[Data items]
BEGIN

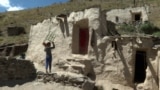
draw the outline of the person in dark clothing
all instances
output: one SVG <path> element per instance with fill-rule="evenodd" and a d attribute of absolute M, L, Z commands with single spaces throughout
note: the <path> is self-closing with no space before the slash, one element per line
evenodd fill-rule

END

* Request *
Please repeat the lines above word for word, leaving out the pictures.

* Task result *
draw the outline of the person in dark clothing
all instances
output: one SVG <path> element per instance with fill-rule="evenodd" and a d attribute of absolute M, L, Z commands with single spaces throughout
note: the <path> is self-closing with no space before the slash, one element per line
evenodd fill-rule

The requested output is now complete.